__Dataset entries__
:::::

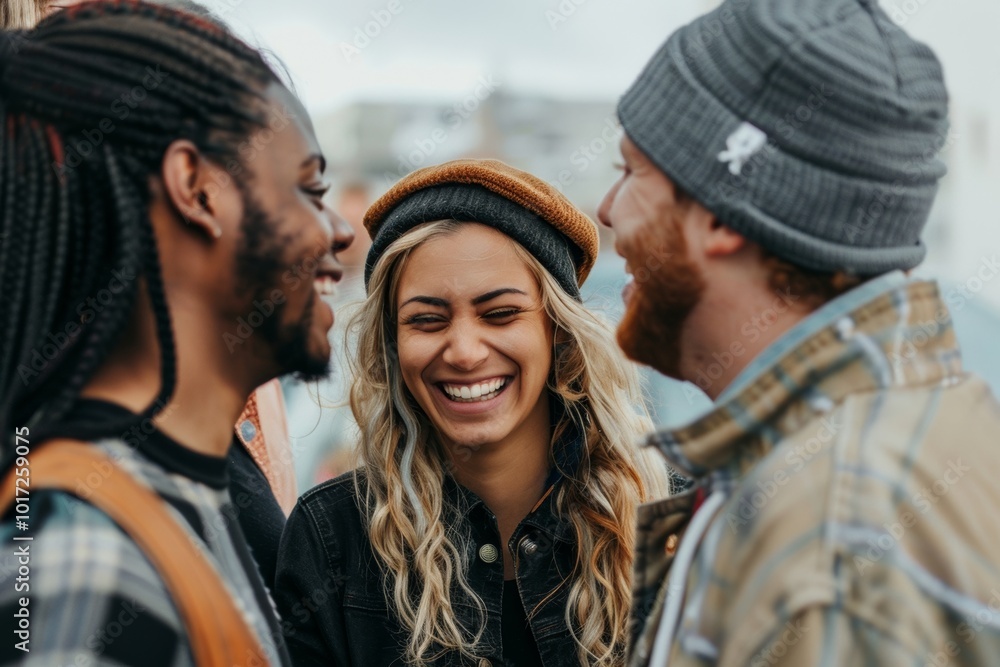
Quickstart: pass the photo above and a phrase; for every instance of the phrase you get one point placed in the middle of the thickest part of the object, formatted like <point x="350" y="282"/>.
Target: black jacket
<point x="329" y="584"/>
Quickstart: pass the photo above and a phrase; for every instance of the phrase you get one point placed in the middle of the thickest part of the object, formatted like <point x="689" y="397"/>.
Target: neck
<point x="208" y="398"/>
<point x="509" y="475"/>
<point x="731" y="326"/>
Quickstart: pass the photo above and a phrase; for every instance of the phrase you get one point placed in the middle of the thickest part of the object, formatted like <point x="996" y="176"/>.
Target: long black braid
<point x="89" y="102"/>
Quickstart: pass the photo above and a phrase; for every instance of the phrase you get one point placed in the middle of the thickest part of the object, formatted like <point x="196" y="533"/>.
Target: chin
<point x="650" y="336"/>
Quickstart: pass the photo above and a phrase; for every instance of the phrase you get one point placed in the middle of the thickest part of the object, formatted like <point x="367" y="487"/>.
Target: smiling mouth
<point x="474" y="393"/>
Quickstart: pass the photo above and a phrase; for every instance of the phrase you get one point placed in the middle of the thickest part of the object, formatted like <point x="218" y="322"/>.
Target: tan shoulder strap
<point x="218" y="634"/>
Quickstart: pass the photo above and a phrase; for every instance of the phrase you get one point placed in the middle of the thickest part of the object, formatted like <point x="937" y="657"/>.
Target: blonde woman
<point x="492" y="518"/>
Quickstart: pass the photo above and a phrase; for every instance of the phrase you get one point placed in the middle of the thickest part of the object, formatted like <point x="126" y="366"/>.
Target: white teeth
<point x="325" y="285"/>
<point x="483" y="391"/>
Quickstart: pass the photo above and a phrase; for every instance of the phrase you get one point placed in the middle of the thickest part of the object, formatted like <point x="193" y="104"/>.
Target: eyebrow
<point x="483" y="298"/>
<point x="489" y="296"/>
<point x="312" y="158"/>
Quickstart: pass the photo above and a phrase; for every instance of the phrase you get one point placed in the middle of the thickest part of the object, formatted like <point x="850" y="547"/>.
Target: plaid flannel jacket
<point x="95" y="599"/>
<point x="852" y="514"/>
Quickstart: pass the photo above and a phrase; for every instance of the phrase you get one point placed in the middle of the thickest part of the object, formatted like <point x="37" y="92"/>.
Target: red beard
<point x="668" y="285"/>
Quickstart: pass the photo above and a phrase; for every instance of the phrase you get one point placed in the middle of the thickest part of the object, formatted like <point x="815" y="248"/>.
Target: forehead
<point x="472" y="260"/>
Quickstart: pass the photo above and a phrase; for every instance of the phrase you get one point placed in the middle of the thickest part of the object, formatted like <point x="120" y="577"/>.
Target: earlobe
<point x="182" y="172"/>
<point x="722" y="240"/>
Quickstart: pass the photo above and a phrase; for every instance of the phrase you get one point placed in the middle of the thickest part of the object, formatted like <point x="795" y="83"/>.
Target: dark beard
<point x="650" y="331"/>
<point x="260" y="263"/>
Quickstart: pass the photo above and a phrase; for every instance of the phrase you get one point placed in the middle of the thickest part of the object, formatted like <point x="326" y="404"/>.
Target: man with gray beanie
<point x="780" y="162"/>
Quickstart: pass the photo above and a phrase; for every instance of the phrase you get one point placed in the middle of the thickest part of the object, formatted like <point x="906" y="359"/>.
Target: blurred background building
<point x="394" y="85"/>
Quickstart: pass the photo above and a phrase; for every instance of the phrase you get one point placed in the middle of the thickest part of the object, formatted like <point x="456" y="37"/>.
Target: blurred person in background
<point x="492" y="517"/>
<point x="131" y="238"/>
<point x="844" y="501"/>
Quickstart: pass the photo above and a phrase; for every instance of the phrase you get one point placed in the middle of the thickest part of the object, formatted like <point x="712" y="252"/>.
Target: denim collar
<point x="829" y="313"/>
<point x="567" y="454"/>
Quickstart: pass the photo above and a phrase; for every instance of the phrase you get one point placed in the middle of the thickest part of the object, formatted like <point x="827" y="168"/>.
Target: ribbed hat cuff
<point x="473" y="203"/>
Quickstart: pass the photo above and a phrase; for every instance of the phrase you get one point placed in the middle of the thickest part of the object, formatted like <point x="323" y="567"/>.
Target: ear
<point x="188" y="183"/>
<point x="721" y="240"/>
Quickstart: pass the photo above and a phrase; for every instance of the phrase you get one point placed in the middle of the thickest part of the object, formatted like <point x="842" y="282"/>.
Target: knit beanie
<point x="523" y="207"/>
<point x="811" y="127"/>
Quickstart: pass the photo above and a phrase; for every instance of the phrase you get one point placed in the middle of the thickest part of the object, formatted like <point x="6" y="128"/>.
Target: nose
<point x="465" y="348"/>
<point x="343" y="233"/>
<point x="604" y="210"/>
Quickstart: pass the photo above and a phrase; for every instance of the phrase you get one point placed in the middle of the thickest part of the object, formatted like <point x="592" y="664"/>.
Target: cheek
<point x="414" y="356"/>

:::::

Each record should be printed again precisely, though not its pictures.

__The completed task__
Quickstart: pass the photo above and a phrase; for every instance of the phrase you get one point placed in the middle of the thickest part of the object, formatted like <point x="350" y="282"/>.
Target: black jacket
<point x="329" y="584"/>
Quickstart: pass the photo above and a phrase; for every instance of the phrase you get one point placed in the middle of the thickest part of the object, formatted like <point x="689" y="397"/>.
Target: neck
<point x="208" y="398"/>
<point x="509" y="475"/>
<point x="731" y="326"/>
Quickstart: pass the photo above and a phrase; for every instance of the phrase you get one point placed in the middle of the thickest part of the object, formatted like <point x="996" y="176"/>.
Target: long black braid
<point x="89" y="102"/>
Quickstart: pass the photo above and a phrase; for every instance of the phrase you get one point placed in the middle of the thickest part of the object, formatted like <point x="196" y="533"/>.
Target: chin
<point x="650" y="336"/>
Quickstart: pass the photo above and a phrase; for every instance of the phrase you get one point placed in the middle of the thickest part of the object, formatted like <point x="367" y="487"/>.
Target: smiling mouth
<point x="474" y="393"/>
Quickstart: pass the photo above and a phrase; for every instance of the phrase you get one point placed in the middle of the thickest part of the object, formatted like <point x="218" y="322"/>.
Target: tan shoulder strap
<point x="218" y="634"/>
Quickstart: pass the photo above and a phrase; for every instance of the phrase you get one point placed in the middle of the thickest part of the object, formatted like <point x="937" y="657"/>.
Target: blonde woman
<point x="492" y="518"/>
Quickstart: pass the photo above and a phrase; for every instance of the phrase you get one point placed in the middle of the thickest part of the object, formatted like <point x="126" y="366"/>.
Target: white teeth
<point x="325" y="285"/>
<point x="483" y="391"/>
Quickstart: pass the photo above and a phrase; for every instance of the phrase you get one point placed in the middle of the thickest part of the object, formatted like <point x="193" y="104"/>.
Target: eyebrow
<point x="483" y="298"/>
<point x="489" y="296"/>
<point x="312" y="158"/>
Quickstart: pass the photo above and a phrase; for every instance of the phrase you get one point placed in the middle of the thickest part of the object, formatted like <point x="850" y="547"/>.
Target: plaid flannel jacket
<point x="95" y="599"/>
<point x="852" y="514"/>
Quickstart: pass the photo above and a phrase; for every instance of the phrase you get one point placed in the middle of the thickest part of the object, formatted like <point x="37" y="92"/>.
Target: red beard
<point x="668" y="285"/>
Quickstart: pass the photo above and a phrase; for every instance of the phrase you get one point placed in the middle of the thickest part of the object, formatted like <point x="815" y="248"/>.
Target: forehead
<point x="472" y="260"/>
Quickstart: pass the photo above and a phrase; for every instance of the phrase you get one point placed in the middle of the thickest part of the object, formatted like <point x="120" y="577"/>.
Target: earlobe
<point x="182" y="172"/>
<point x="722" y="240"/>
Quickstart: pass the photo above and a phrase; for every instance of the phrase you get one point placed in the middle of the thickest part of the object, formatted like <point x="795" y="83"/>.
Target: dark beard
<point x="650" y="331"/>
<point x="260" y="263"/>
Quickstart: pass the photo above and a phrase; for every instance of the phrase you get one point placed in the middle of the thickest part of the object, formatted like <point x="326" y="404"/>.
Target: man with gray beanie
<point x="780" y="162"/>
Quickstart: pass the photo above and a phrase; for every instance of the phrase you get one point placed in the middle of the thickest part of the object, formatted like <point x="906" y="359"/>.
Target: blurred background building
<point x="394" y="85"/>
Quickstart: pass the photo above and a phrase; for every instance of the phrase you get one point placed in the middle of the thickest part of the object, formatted like <point x="456" y="37"/>.
Target: blurred person in background
<point x="492" y="517"/>
<point x="131" y="238"/>
<point x="844" y="501"/>
Quickstart: pass the photo above and a phrase; for every instance of the phrase you get one point placed in the middle of the thickest part of the object, formatted like <point x="712" y="252"/>.
Target: denim collar
<point x="829" y="313"/>
<point x="567" y="454"/>
Quickstart: pass the photo above and a phrase; for every instance of the phrase you get one point placed in the middle of the thickest part of the object, formatted like <point x="827" y="168"/>.
Target: ribbed hat cuff
<point x="473" y="203"/>
Quickstart: pass the photo above and a phrase; for every instance of the phrase you get one point placed in the middle of the thickest part of the object, formatted like <point x="323" y="567"/>.
Target: ear
<point x="188" y="183"/>
<point x="721" y="240"/>
Quickstart: pass the photo above and a phrase; for every instance of the phrase you get one point placed in the middle of the thickest part of the object, formatted like <point x="842" y="282"/>.
Target: knit beanie
<point x="523" y="207"/>
<point x="811" y="127"/>
Quickstart: pass the photo above and a phrase; for every instance of the phrase you get one point placed in the middle of the thickest part of the object, formatted like <point x="6" y="128"/>.
Target: nose
<point x="465" y="348"/>
<point x="343" y="233"/>
<point x="604" y="210"/>
Quickstart: pass the photo above and a phrase; for every instance of the phrase you get one point placed in the middle of the thickest part of the object, formatted like <point x="592" y="664"/>.
Target: cheek
<point x="414" y="356"/>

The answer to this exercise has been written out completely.